Extract every item below and reproduce each one verbatim, in the same order.

[Named-object pointing records]
** start **

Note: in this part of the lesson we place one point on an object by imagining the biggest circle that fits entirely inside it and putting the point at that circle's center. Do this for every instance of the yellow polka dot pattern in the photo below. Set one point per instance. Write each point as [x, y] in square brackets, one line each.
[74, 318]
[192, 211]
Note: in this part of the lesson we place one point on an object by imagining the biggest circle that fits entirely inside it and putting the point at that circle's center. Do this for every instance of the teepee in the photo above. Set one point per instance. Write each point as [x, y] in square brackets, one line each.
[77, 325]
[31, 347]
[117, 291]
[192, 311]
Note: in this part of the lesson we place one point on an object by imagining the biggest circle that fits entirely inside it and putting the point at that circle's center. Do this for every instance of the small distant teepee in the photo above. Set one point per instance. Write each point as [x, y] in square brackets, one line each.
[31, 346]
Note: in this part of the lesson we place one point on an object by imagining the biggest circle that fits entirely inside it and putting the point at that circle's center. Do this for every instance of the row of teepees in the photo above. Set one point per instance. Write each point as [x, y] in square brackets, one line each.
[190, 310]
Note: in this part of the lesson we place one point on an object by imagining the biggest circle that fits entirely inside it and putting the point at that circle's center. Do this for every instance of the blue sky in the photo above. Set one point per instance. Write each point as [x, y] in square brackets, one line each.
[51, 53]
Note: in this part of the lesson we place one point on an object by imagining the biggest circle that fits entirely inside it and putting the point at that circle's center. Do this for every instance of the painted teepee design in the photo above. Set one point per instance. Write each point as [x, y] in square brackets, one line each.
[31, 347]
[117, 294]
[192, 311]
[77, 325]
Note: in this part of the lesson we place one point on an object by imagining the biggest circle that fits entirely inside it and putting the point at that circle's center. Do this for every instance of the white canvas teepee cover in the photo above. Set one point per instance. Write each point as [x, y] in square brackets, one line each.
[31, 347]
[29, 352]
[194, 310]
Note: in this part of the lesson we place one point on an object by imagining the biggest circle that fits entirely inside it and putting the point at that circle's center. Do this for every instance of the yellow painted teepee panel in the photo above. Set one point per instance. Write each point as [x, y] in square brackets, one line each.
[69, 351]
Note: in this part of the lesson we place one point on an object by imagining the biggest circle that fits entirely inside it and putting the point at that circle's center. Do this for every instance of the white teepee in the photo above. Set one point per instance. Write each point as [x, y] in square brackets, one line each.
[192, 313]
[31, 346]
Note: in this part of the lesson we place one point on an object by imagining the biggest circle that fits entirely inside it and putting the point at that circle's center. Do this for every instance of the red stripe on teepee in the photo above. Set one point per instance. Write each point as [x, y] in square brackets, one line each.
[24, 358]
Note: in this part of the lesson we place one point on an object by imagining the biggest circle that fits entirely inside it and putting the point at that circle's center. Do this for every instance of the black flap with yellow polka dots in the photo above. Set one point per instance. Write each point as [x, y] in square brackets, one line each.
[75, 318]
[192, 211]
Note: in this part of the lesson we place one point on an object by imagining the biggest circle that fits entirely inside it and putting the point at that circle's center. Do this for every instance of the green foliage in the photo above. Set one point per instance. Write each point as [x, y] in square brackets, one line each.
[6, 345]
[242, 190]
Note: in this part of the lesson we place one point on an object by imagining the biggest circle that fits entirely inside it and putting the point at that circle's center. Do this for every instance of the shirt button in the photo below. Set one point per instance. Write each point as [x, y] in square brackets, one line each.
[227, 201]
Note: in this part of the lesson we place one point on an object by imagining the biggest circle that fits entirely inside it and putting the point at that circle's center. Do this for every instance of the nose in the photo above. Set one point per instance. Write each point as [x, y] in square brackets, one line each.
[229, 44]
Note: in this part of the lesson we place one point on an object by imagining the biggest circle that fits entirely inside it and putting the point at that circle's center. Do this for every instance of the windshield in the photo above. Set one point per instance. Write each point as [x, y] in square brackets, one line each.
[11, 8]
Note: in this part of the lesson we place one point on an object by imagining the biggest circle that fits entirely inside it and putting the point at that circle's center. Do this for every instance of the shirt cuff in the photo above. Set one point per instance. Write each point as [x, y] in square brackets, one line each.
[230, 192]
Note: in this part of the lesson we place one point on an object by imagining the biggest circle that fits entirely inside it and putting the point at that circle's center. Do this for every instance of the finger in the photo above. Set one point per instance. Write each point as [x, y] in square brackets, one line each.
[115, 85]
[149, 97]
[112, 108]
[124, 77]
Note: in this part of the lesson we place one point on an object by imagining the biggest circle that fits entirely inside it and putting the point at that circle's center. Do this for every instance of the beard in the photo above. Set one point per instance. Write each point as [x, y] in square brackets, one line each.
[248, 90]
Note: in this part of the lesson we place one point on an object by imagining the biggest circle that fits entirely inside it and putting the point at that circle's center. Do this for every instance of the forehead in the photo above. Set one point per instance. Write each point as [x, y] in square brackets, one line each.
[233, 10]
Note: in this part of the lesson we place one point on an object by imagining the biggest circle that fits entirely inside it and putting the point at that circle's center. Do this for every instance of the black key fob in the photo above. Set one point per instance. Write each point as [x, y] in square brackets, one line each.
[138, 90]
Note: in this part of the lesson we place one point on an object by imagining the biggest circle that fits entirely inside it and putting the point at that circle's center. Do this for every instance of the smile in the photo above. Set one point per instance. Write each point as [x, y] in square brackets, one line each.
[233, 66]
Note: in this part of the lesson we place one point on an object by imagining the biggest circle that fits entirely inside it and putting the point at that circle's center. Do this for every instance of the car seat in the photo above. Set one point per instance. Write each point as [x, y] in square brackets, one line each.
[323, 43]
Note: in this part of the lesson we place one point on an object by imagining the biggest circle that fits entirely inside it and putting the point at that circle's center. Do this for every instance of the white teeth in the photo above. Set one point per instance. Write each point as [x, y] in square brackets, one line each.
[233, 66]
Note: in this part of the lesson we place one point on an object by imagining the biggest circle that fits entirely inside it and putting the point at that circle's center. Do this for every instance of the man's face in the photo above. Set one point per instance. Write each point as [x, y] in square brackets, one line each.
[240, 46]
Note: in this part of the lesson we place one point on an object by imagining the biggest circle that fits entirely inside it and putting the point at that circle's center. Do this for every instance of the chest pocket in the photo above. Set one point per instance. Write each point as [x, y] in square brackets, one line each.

** end **

Written response:
Note: in this part of the lesson we place one point on an object by imagining the biggest circle that fits entirely inside it and putting the point at that circle's center. Do this for every instance of the yellow polka dot pattern in the photo below. Set one point per instance. Write each point as [x, y] in square brackets, one line each.
[74, 318]
[192, 211]
Note: in this part of the lesson we place one point on an object by imagining the biggest circle that fits entirely inside it and putting the point at that circle's center. Do this for every instance of the teepee in the photo above. Set one point per instance. Write each point as [x, y] in square brackets, one line each.
[77, 325]
[31, 347]
[117, 291]
[192, 311]
Note: in this part of the lesson we place one point on an object by imagining the biggest circle that fits entirely inside it and putting the point at that circle's center. Do this for every instance of the small distant teepee in the photo above. Set one point per instance. Write each point as [x, y] in square brackets, one line each.
[31, 346]
Note: in this part of the lesson we place one point on an object by imagining the biggest circle that fits entirely inside it and putting the point at that circle's center. Do this for every instance of the row of teepees in the photo above. Set one point per instance. Write each point as [x, y] in square brackets, one line each.
[190, 310]
Note: in this part of the lesson we place one point on an object by imagining the biggest circle that fits entirely inside it and putting the point at that circle's center. Do this for every instance of the blue sky in the photo above. Set one point per instance. Write each point as [x, y] in square brackets, one line each.
[51, 53]
Note: in this part of the lesson we place one point on an object by imagining the biggest circle that fits entirely inside it and putting the point at that circle's center. Do this for every instance of the painted teepee design in the photo above. Set one point per instance. Write each point as [x, y] in square brackets, one line each.
[31, 347]
[117, 294]
[192, 311]
[77, 325]
Note: in this part of the lesson we place one point on an object by imagining the biggest circle that fits entirely inside it and putting the point at that circle's center. Do this for every instance of the white canvas teepee cover in the photo above. Set one point per instance. Write each point as [x, y] in square brackets, one line each.
[31, 347]
[29, 352]
[194, 310]
Note: in this part of the lesson we place one point on an object by imagining the biggest circle that fits entirely inside it and putting the point at that circle's center. Do this for every instance of the yellow painted teepee panel in the photo above. Set one point per instance. Write each point as [x, y] in square brackets, one line each.
[69, 351]
Note: in this part of the lesson we place one point on an object by imagining the biggest circle that fits entirely inside it and putting the point at that circle's center. Do this for every instance of the white teepee in the photo above. Set one point per instance. Write each point as [x, y] in square brackets, one line each.
[192, 313]
[31, 346]
Note: in this part of the lesson we place one point on an object by imagining the biggest circle that fits entirely inside it and putting the point at that circle's center. Do this for every instance of the red stripe on teepee in the photo above. Set one point per instance. Write each point as [x, y] in square brackets, one line each.
[24, 358]
Note: in this part of the lesson we place one point on an object by imagining the biggest circle that fits entirely inside it and putting the point at that circle's center. Do this for every instance of the black flap with yellow polka dots in the photo above. Set one point per instance. Write each point as [x, y] in square brackets, one line each.
[75, 318]
[192, 211]
Note: in this part of the lesson we place one point on an object by imagining the biggest circle that fits entirely inside it and putting the point at that circle's center. Do this for every instance of the green foliage in the photo above. Set one point per instance. Write each point as [x, y] in square brackets, one line each.
[6, 345]
[242, 190]
Note: in this part of the lesson we place one point on an object by imagining the biggest circle that fits entirely inside it and putting the point at that circle's center. Do this for every instance of the shirt button in the photo below. Set one point per instance. Write each point as [x, y] in square brackets, one line each.
[227, 201]
Note: in this part of the lesson we place one point on an object by imagining the biggest circle that fits entirely inside it and putting the point at that circle's center. Do this for every instance of the nose in the photo above. Set one point per instance. Write each point as [x, y] in square brackets, one line each.
[229, 44]
Note: in this part of the lesson we place one point on an object by imagining the biggest circle that fits entirely inside it and putting the point at that circle's center. Do this for every instance of the windshield in the photo above. Set one point per instance. Write each point as [x, y] in square brackets, one line each.
[11, 8]
Note: in this part of the lesson we place one point on an object by imagining the biggest circle that fits entirely inside it and putting the point at that circle's center. Do this for every instance of the shirt cuff in the photo above. Set one point per instance. Write each point as [x, y] in square brackets, one line each.
[230, 192]
Note: in this part of the lesson we place one point on an object by imagining the biggest circle that fits entirely inside it and putting the point at that circle's center. Do this for every instance of the finger in the photo above. Set one point per instance. Write each point as [x, y] in square brackets, one line each.
[115, 85]
[149, 97]
[112, 108]
[124, 77]
Note: in this part of the lesson we place one point on an object by imagining the biggest circle that fits entirely inside it and putting the point at that circle's center. Do this for every instance of the beard in the photo above. Set one point per instance. Write each point as [x, y] in square brackets, one line each.
[248, 90]
Note: in this part of the lesson we place one point on an object by imagining the biggest circle that fits entirely inside it and putting the point at that circle's center. Do this for every instance of the forehead in the photo above. Set one point per instance. Write each point as [x, y] in square brackets, one line each.
[233, 10]
Note: in this part of the lesson we place one point on an object by imagining the biggest circle that fits entirely inside it and putting the point at that circle's center. Do this for every instance of the black key fob in the photo above. Set one point per instance. Write each point as [x, y] in square brackets, one line each.
[138, 90]
Note: in this part of the lesson we place one point on an object by imagining the biggest circle that fits entirely inside it and putting the point at that circle's center. Do this for every instance of the smile in the photo above. Set one point per instance. Write each point as [x, y] in square brackets, one line each.
[233, 66]
Note: in this part of the lesson we place one point on an object by imagining the biggest circle that fits entirely inside it and putting the point at that circle's center. Do this for every instance of the car seat in the photo above. Set one point per instance. Write each point as [x, y] in square brackets, one line each.
[323, 43]
Note: in this part of the lesson we place one point on an object by imagining the biggest circle that fits entirely inside it and putting the point at that circle's center. Do this for every instance of the white teeth in the photo above. Set one point per instance. Write each point as [x, y] in square brackets, one line each.
[233, 66]
Note: in this part of the lesson we place one point on an object by imagining the biggest circle that fits entirely inside it and putting the point at that circle's center. Do this for every instance of the man's face in the photo above. Set one point per instance. Write each point as [x, y] in square brackets, one line each.
[240, 46]
Note: in this part of the lesson we place one point on an object by imagining the biggest circle that fits entirely inside it and putting the point at that circle's center. Do this for every instance of the chest pocket in the photo above. Set one point per instance. Write each point as [x, y] in square brackets, one line each.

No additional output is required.